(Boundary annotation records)
--- START ---

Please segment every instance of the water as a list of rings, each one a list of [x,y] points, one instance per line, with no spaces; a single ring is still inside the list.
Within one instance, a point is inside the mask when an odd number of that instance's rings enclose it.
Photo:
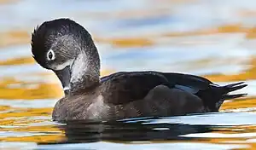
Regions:
[[[0,149],[253,149],[256,147],[253,0],[0,1]],[[63,95],[31,57],[30,34],[69,17],[93,35],[102,74],[156,70],[246,80],[220,112],[109,123],[51,121]]]

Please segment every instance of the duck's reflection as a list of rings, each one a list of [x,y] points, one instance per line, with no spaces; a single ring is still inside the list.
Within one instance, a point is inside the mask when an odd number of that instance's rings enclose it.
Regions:
[[[192,140],[180,136],[204,133],[212,130],[212,126],[181,124],[145,124],[147,122],[125,121],[84,122],[69,121],[60,126],[65,131],[66,140],[61,143],[137,141]],[[58,142],[60,143],[60,142]]]

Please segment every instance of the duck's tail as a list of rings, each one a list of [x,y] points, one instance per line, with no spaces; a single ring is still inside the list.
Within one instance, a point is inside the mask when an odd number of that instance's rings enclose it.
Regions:
[[[223,100],[230,100],[230,99],[235,99],[235,98],[239,98],[239,97],[243,97],[246,96],[247,94],[242,93],[242,94],[236,94],[236,95],[229,95],[230,92],[241,89],[244,87],[247,86],[247,84],[245,84],[244,82],[240,82],[240,83],[235,83],[235,84],[230,84],[225,86],[223,86],[222,88],[224,89],[224,95],[223,95]]]
[[[200,91],[197,95],[203,100],[204,105],[208,108],[207,112],[217,112],[224,101],[247,95],[245,93],[230,94],[230,92],[241,89],[246,86],[247,86],[247,84],[244,84],[244,82],[230,84],[224,86],[212,84],[210,89]]]

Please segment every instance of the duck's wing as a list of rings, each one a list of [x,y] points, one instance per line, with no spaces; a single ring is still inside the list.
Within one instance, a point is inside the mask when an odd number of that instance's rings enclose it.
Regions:
[[[162,72],[162,74],[169,82],[172,82],[172,84],[174,84],[176,88],[200,97],[203,101],[205,107],[208,109],[208,112],[218,111],[224,100],[246,95],[246,94],[230,94],[230,92],[247,86],[243,82],[220,86],[199,76],[169,72]]]
[[[158,72],[122,72],[111,74],[101,79],[102,95],[110,97],[108,102],[119,105],[144,98],[158,85],[174,87]]]
[[[113,112],[119,112],[119,118],[204,112],[198,96],[176,88],[160,72],[123,72],[102,79],[104,101],[115,106]]]

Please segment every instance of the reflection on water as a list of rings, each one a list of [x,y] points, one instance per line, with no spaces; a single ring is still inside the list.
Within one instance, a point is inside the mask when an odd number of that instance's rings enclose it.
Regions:
[[[256,3],[253,0],[0,0],[0,149],[256,148]],[[60,82],[31,57],[30,35],[70,17],[96,43],[102,75],[156,70],[247,80],[248,96],[219,113],[59,124]]]

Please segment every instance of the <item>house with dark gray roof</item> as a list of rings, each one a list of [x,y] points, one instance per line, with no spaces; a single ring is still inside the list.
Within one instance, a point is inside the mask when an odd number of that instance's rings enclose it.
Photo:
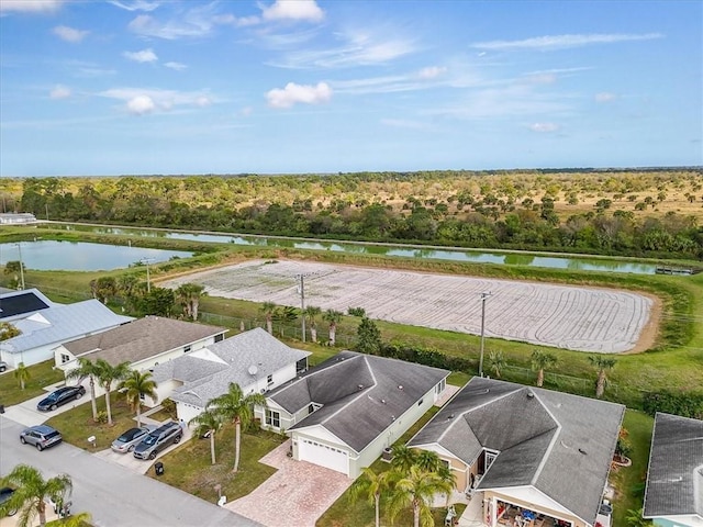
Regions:
[[[245,394],[266,393],[308,369],[310,351],[291,348],[260,327],[154,368],[159,400],[176,402],[186,423],[236,383]]]
[[[448,374],[343,351],[270,392],[256,413],[291,437],[293,459],[356,478],[432,407]]]
[[[644,517],[657,527],[703,526],[703,421],[655,416]]]
[[[12,325],[20,335],[0,343],[0,358],[11,367],[20,362],[35,365],[54,358],[54,349],[63,343],[119,327],[133,318],[113,313],[98,300],[74,304],[45,304],[44,295],[29,300],[33,307],[29,316],[15,318]],[[40,304],[41,303],[41,304]],[[3,304],[4,305],[4,304]]]
[[[600,512],[624,412],[621,404],[473,378],[408,446],[445,460],[457,489],[483,502],[480,519],[490,527],[518,509],[534,525],[607,525]]]
[[[223,340],[226,332],[225,327],[145,316],[108,332],[64,343],[54,349],[54,360],[66,373],[77,368],[81,358],[93,362],[103,359],[112,366],[129,362],[134,370],[152,370]]]

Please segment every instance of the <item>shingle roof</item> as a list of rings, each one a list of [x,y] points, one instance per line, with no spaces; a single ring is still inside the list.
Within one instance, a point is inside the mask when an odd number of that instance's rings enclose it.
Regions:
[[[76,357],[104,359],[116,366],[124,361],[134,363],[224,332],[224,327],[146,316],[64,346]]]
[[[0,347],[10,354],[19,354],[41,346],[59,345],[132,319],[116,315],[98,300],[55,305],[13,322],[22,334],[0,343]]]
[[[644,516],[703,519],[703,421],[657,413]]]
[[[290,429],[322,425],[360,452],[448,374],[438,368],[343,351],[272,391],[269,399],[290,413],[322,404]]]
[[[208,401],[226,393],[230,383],[246,390],[257,380],[310,355],[310,351],[286,346],[258,327],[159,365],[154,369],[154,378],[182,380],[183,385],[170,397],[204,407]]]
[[[500,453],[479,489],[533,485],[595,523],[625,406],[473,378],[410,441],[472,463]],[[450,417],[451,416],[451,417]]]
[[[11,291],[0,294],[0,319],[9,321],[22,315],[46,310],[55,304],[36,289]]]

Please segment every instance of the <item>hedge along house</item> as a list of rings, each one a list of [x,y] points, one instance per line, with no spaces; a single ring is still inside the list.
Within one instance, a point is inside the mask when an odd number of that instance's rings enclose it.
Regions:
[[[51,360],[54,357],[53,350],[63,343],[100,334],[133,321],[130,316],[113,313],[99,300],[41,307],[40,304],[45,303],[43,298],[12,296],[14,302],[30,302],[38,307],[25,317],[15,316],[11,324],[20,330],[20,335],[0,343],[0,358],[12,368],[16,368],[20,362],[31,366]],[[11,309],[10,300],[4,299],[2,305]]]
[[[510,382],[473,378],[410,441],[437,452],[467,507],[489,527],[609,525],[600,515],[625,406]],[[549,523],[551,520],[551,523]]]
[[[655,416],[644,517],[657,527],[703,527],[703,421]]]
[[[357,478],[432,407],[448,374],[343,351],[270,392],[256,413],[291,437],[293,459]]]
[[[65,343],[54,349],[56,367],[65,373],[78,368],[78,359],[104,359],[116,366],[129,362],[134,370],[152,370],[185,354],[224,339],[224,327],[160,316],[146,316],[98,335]],[[96,393],[104,393],[96,385]],[[148,404],[148,403],[152,404]],[[154,406],[158,401],[147,399]]]
[[[230,383],[244,394],[266,393],[308,369],[310,351],[290,348],[260,327],[241,333],[154,368],[159,399],[176,402],[186,423]]]

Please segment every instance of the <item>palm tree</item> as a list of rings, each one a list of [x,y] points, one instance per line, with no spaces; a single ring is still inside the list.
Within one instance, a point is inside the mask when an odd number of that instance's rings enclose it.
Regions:
[[[303,312],[303,316],[308,319],[310,326],[310,337],[313,343],[317,343],[317,322],[316,318],[322,314],[322,310],[316,305],[309,305]]]
[[[24,390],[24,384],[26,383],[26,381],[30,380],[30,378],[32,377],[30,374],[30,370],[26,368],[26,366],[24,366],[24,362],[20,362],[18,365],[18,367],[14,369],[14,373],[13,373],[14,378],[18,380],[18,382],[20,383],[20,388],[22,390]]]
[[[90,379],[90,404],[92,405],[92,421],[98,422],[98,405],[96,404],[96,378],[100,374],[98,366],[85,357],[78,359],[78,368],[66,373],[66,379]]]
[[[437,472],[422,470],[413,464],[393,487],[389,502],[391,522],[402,509],[411,507],[414,527],[420,527],[421,523],[423,526],[434,525],[431,507],[435,494],[449,495],[454,486]]]
[[[488,369],[493,370],[498,379],[501,378],[501,370],[505,368],[507,362],[502,351],[491,351],[488,356]]]
[[[349,489],[349,501],[356,503],[361,495],[366,495],[369,505],[373,505],[376,509],[376,527],[381,525],[380,504],[381,494],[389,490],[393,476],[397,472],[386,471],[377,474],[370,467],[361,470],[361,475],[357,479],[352,489]]]
[[[598,380],[595,381],[595,396],[602,397],[605,393],[605,384],[607,383],[607,370],[612,370],[615,367],[615,359],[610,357],[602,357],[600,355],[589,357],[591,362],[598,369]]]
[[[212,410],[223,419],[234,423],[234,469],[239,470],[239,445],[242,442],[242,426],[245,428],[254,418],[254,405],[266,407],[266,397],[260,393],[244,395],[242,388],[236,382],[230,383],[230,390],[211,400],[205,410]]]
[[[197,321],[200,299],[207,294],[204,285],[200,285],[198,283],[182,283],[176,290],[176,302],[183,306],[186,316]]]
[[[18,527],[33,525],[36,515],[40,525],[46,525],[46,501],[64,503],[74,487],[69,475],[59,474],[44,480],[42,473],[29,464],[18,464],[2,482],[16,489],[2,508],[20,511]]]
[[[337,341],[337,324],[342,319],[342,312],[327,310],[322,319],[330,323],[330,346],[334,346]]]
[[[542,388],[545,382],[545,368],[551,368],[557,363],[557,357],[553,354],[545,354],[535,349],[532,352],[532,369],[537,371],[537,386]]]
[[[121,381],[125,379],[130,371],[130,362],[120,362],[118,366],[112,366],[105,359],[98,359],[96,361],[98,369],[98,379],[100,385],[105,391],[105,408],[108,411],[108,424],[112,426],[112,410],[110,407],[110,392],[112,391],[112,383],[114,381]]]
[[[215,464],[215,434],[222,428],[222,415],[213,410],[205,410],[188,422],[189,425],[196,425],[193,437],[200,437],[205,434],[210,437],[210,458],[212,464]]]
[[[152,379],[150,371],[137,371],[132,372],[120,381],[118,390],[125,390],[124,395],[132,410],[136,410],[136,426],[142,426],[142,399],[145,396],[152,397],[154,401],[158,399],[156,393],[156,381]]]
[[[266,330],[274,335],[274,312],[276,311],[276,304],[274,302],[264,302],[259,310],[266,315]]]

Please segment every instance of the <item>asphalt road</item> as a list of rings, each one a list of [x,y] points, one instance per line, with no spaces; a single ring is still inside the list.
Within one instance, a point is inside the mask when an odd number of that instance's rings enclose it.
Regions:
[[[74,482],[71,511],[90,513],[97,527],[260,525],[68,444],[40,452],[20,442],[23,428],[0,416],[0,474],[18,463],[36,467],[44,478],[69,474]]]

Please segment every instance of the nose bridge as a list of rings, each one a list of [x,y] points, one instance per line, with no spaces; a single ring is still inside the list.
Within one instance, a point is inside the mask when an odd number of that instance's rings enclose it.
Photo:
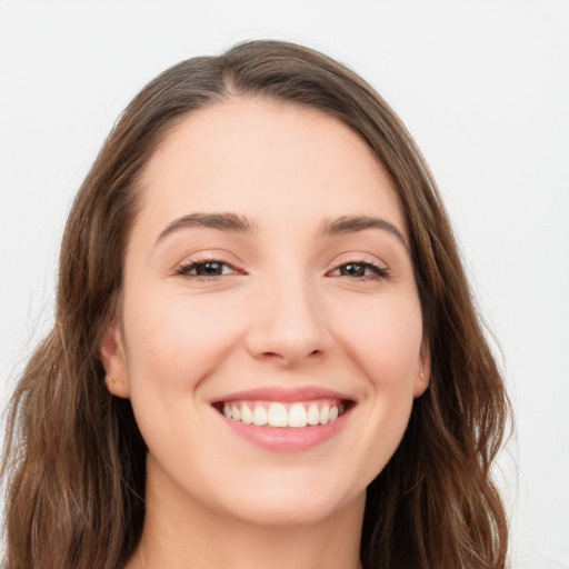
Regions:
[[[318,282],[309,271],[281,267],[260,278],[250,329],[249,348],[256,357],[276,358],[287,365],[322,355],[328,330]]]

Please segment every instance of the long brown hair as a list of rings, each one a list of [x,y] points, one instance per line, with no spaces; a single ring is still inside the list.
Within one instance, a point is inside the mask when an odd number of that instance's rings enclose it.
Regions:
[[[99,346],[114,318],[138,179],[188,113],[234,96],[319,109],[351,126],[391,174],[410,233],[431,381],[367,491],[365,569],[506,566],[491,480],[509,406],[432,177],[406,128],[360,77],[299,46],[247,42],[164,71],[127,108],[72,210],[56,321],[11,401],[3,460],[10,569],[122,567],[144,518],[146,446],[109,395]]]

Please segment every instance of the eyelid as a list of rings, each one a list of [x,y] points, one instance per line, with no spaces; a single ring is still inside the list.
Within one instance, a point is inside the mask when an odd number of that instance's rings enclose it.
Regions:
[[[221,274],[192,274],[190,270],[196,267],[203,266],[207,263],[219,263],[224,267],[229,267],[231,269],[230,272],[222,272]],[[239,267],[238,263],[233,261],[227,260],[227,258],[221,253],[196,253],[193,256],[187,257],[183,261],[177,263],[172,269],[172,274],[174,277],[186,277],[188,279],[196,280],[214,280],[220,277],[228,277],[232,274],[246,274],[247,272]]]

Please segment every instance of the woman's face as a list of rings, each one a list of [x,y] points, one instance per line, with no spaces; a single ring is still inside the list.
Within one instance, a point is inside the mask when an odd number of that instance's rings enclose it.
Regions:
[[[360,511],[429,367],[385,168],[335,118],[237,98],[187,117],[141,191],[102,357],[151,499],[253,523]]]

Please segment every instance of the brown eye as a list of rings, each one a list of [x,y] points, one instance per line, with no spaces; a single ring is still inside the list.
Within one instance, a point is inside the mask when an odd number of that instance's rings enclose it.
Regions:
[[[349,277],[351,279],[361,279],[361,280],[379,280],[389,277],[389,270],[383,267],[378,267],[372,262],[347,262],[337,267],[333,271],[331,271],[332,276],[338,277]]]
[[[350,262],[339,268],[342,277],[365,277],[366,269],[366,264],[357,262]]]
[[[196,274],[199,274],[200,277],[223,274],[223,263],[209,261],[196,264]]]
[[[203,261],[203,262],[191,262],[189,264],[181,266],[176,273],[188,278],[199,277],[221,277],[223,274],[233,274],[237,270],[230,264],[222,261]]]

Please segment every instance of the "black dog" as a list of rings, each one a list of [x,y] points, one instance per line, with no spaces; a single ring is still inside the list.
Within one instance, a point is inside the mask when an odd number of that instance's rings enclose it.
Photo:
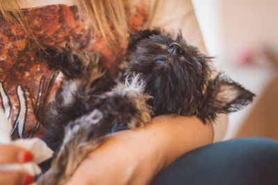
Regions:
[[[107,133],[142,126],[164,114],[195,115],[205,123],[217,114],[240,109],[254,96],[222,73],[212,78],[211,58],[187,44],[181,34],[174,39],[146,30],[133,35],[120,82],[101,72],[96,53],[70,47],[46,51],[49,67],[61,71],[65,82],[38,116],[56,153],[45,184],[67,182]]]

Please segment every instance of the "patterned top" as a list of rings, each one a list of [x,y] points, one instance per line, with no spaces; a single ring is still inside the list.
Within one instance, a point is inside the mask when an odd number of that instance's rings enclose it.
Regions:
[[[142,2],[129,19],[131,32],[142,29],[147,21],[149,9]],[[100,34],[94,37],[76,6],[50,5],[24,9],[24,13],[40,44],[60,48],[67,42],[101,53],[102,66],[117,77],[126,46],[106,42]],[[0,24],[0,109],[13,125],[13,139],[40,136],[44,127],[36,121],[36,111],[44,103],[42,98],[53,94],[49,89],[56,91],[58,82],[51,83],[53,71],[36,55],[38,45],[19,26],[4,21],[1,15]]]

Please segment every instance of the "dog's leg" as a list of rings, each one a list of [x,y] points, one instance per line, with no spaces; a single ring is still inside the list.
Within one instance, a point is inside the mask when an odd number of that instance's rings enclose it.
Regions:
[[[149,96],[143,93],[144,83],[138,76],[130,79],[125,85],[118,83],[111,91],[94,96],[89,105],[94,107],[92,112],[68,124],[49,178],[44,184],[65,184],[115,123],[133,129],[151,122],[151,107],[146,104]]]

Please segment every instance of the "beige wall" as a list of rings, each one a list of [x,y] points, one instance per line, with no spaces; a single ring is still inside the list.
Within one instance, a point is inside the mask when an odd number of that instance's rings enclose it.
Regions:
[[[220,0],[226,54],[268,44],[278,48],[277,0]]]

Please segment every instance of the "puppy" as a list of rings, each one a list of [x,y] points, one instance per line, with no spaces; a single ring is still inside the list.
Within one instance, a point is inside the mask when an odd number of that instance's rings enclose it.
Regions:
[[[101,72],[96,53],[71,47],[46,51],[49,67],[62,71],[65,80],[56,100],[39,111],[48,130],[44,140],[56,154],[44,184],[64,184],[107,133],[143,126],[165,114],[195,115],[206,123],[254,96],[222,73],[211,78],[211,58],[181,34],[155,29],[132,35],[129,64],[118,81]]]

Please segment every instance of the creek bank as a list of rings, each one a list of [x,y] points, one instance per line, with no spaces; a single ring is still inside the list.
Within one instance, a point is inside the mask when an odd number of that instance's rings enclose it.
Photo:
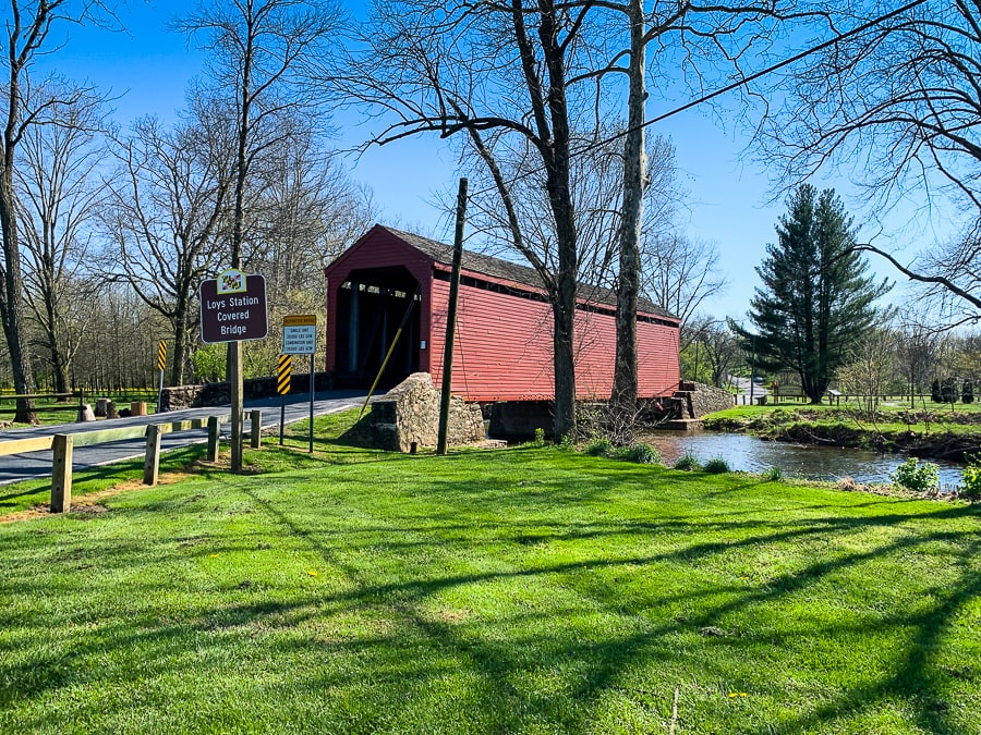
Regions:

--- END ---

DIRECTIONS FOR THIS TASK: Please format the material above as a JSON list of strings, one string per line, starting with the line that contains "Please segment every instance of the <item>shingle" and going on through the line that contains "[[[644,516],[703,519],[703,421],[657,413]]]", both included. Leave out any blank lines.

ANSWER FOR THE TASK:
[
  "Please segment every instance of the <item>shingle roof</item> as a list of rings, each one a list of [x,y] points, one instance per line, with no spaces; a single ring is still inside the list.",
  "Within one instance, a point is inside the mask when an odd number of that instance's rings enclose it.",
  "Regions:",
  "[[[76,357],[104,359],[116,366],[124,361],[134,363],[224,332],[224,327],[146,316],[64,346]]]",
  "[[[0,347],[10,354],[19,354],[41,346],[59,345],[132,319],[116,315],[98,300],[55,305],[13,322],[22,334],[0,343]]]",
  "[[[644,516],[703,519],[703,421],[657,413]]]"
]